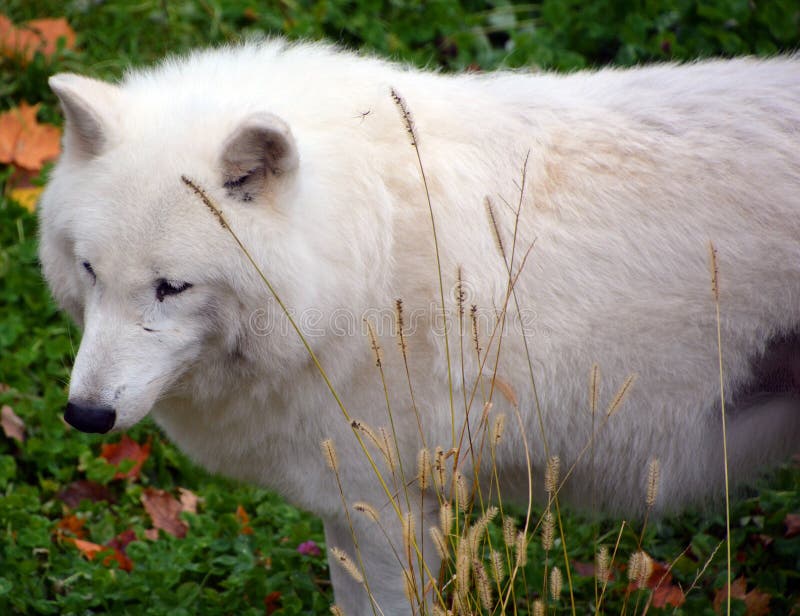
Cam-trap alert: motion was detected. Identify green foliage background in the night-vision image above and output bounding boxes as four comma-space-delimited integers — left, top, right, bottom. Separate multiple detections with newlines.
0, 0, 800, 614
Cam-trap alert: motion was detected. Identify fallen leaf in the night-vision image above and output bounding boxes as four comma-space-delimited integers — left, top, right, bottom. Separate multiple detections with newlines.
178, 488, 200, 513
783, 513, 800, 538
56, 515, 86, 539
58, 479, 114, 509
100, 434, 150, 479
0, 102, 61, 171
10, 186, 44, 212
236, 505, 253, 535
0, 14, 75, 63
142, 488, 189, 539
714, 577, 770, 616
0, 404, 25, 443
65, 537, 133, 571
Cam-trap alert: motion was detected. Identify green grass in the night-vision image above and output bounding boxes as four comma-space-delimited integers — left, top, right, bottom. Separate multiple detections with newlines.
0, 0, 800, 615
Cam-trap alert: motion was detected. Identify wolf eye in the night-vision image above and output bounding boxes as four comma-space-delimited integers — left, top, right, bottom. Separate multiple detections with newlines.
81, 261, 97, 284
156, 278, 192, 302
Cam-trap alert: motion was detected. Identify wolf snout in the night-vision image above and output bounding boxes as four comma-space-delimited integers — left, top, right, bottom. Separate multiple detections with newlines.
64, 402, 117, 434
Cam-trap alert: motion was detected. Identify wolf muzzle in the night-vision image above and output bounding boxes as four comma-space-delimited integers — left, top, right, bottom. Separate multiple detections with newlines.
64, 402, 117, 434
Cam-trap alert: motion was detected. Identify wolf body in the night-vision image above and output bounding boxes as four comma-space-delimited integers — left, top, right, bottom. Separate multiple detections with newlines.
40, 40, 800, 614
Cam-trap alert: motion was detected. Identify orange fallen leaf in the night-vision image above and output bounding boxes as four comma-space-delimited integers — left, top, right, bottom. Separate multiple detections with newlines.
142, 488, 189, 539
178, 488, 200, 513
0, 14, 75, 63
56, 515, 86, 539
783, 513, 800, 538
100, 434, 150, 479
0, 404, 25, 443
58, 479, 114, 509
64, 537, 133, 571
0, 102, 61, 171
714, 577, 770, 616
10, 186, 44, 212
236, 505, 253, 535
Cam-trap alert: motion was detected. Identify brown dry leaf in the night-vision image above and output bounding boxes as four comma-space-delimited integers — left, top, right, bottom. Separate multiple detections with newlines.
783, 513, 800, 538
236, 505, 253, 535
100, 434, 150, 479
0, 14, 75, 63
142, 488, 189, 539
65, 537, 133, 571
56, 515, 86, 539
0, 101, 61, 171
0, 404, 25, 443
58, 479, 114, 509
494, 376, 519, 408
178, 488, 200, 513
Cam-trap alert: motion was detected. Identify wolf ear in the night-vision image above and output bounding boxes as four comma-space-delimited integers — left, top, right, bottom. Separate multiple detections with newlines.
220, 113, 298, 201
48, 73, 119, 160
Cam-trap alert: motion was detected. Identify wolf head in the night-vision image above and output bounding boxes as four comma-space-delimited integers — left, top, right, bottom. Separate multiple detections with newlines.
40, 74, 310, 432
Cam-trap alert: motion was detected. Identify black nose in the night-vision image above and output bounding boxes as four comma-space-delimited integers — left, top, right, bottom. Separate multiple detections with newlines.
64, 402, 117, 434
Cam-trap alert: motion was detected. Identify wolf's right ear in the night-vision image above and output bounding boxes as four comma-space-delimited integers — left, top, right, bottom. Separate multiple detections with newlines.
220, 113, 299, 201
48, 73, 119, 160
#####
■ **The task**
Render the lines of the listing, starting at the line containing "Cam-trap alert: motion was detected. Identify orange" and ending at the line containing "40, 74, 310, 432", both included, as a numbered list with blank lines omitted.

■ **Solution below**
1. Cam-trap alert: motion was detected. Identify orange fallen leaf in the night-vision image above and output bounding boxes as four comma-space-delimited integers — left, top, right, bottom. Separate multiple detections with newlines.
2. 142, 488, 189, 539
3. 178, 488, 200, 513
4. 0, 14, 75, 63
5. 56, 515, 86, 539
6. 783, 513, 800, 538
7. 100, 434, 150, 479
8. 0, 404, 25, 443
9. 58, 479, 114, 509
10. 64, 537, 133, 571
11. 0, 102, 61, 171
12. 714, 577, 770, 616
13. 10, 186, 44, 212
14. 236, 505, 253, 535
15. Cam-trap alert: motion was detected. Identify brown dry leaf in the night-vision image above and output bounding boxes as four comma-space-delimited integers — left, top, right, bottom. Separate multiple detections with newlines.
16. 783, 513, 800, 538
17. 236, 505, 253, 535
18. 100, 434, 150, 479
19. 0, 14, 75, 63
20. 142, 488, 189, 539
21. 65, 537, 133, 571
22. 56, 515, 86, 539
23. 0, 101, 61, 171
24. 0, 404, 25, 443
25. 58, 479, 114, 509
26. 494, 376, 519, 408
27. 178, 488, 200, 513
28. Cam-trap alert: motion was detected. Identify wolf ear in the night-vision image above and output bounding boxes as four comma-space-delimited integers — left, top, right, bottom. Separate multiple detections with newlines.
29. 220, 113, 298, 201
30. 48, 73, 119, 160
31. Cam-trap alert: motion was detected. Identify wolf head in the night-vision image above and output bounding boxes as four comma-space-delimited integers — left, top, right, bottom. Separate multiple detections with newlines.
32. 40, 74, 310, 432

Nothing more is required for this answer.